§ Article
————————
Methodology and Definition of
Contribution to Performance:
Strategy Group attribution is approximate and has been derived
by allocating each trader book in the Fund to a single category. In
cases where a trader book has activity in more than one category,
the most relevant category has been selected.
The above strategies are categorised as follows:
“Macro”: multi-asset global markets, mainly directional
(for the Fund, the majority of risk in this category is in
rates)
“Systematic”: rules-based futures trading
“Rates”: developed interest rates markets
“FX”: global FX forwards and options
“Equity”: global equity markets including indices and
other derivatives
“Credit”: corporate and asset-backed indices, bonds and
CDS
“EMG”: global emerging markets
“Commodity”: liquid commodity futures and options
“Tender Offer”: repurchases under the tender offer
launched on 27 January 2017.
————————
§ Extracted records

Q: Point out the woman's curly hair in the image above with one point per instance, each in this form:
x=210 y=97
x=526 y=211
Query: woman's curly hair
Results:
————————
§ Problem statement
Set down, word for word, the part of the methodology passage above that opens with the words containing "Methodology and Definition" and closes with "has been selected.".

§ Task result
Methodology and Definition of
Contribution to Performance:
Strategy Group attribution is approximate and has been derived
by allocating each trader book in the Fund to a single category. In
cases where a trader book has activity in more than one category,
the most relevant category has been selected.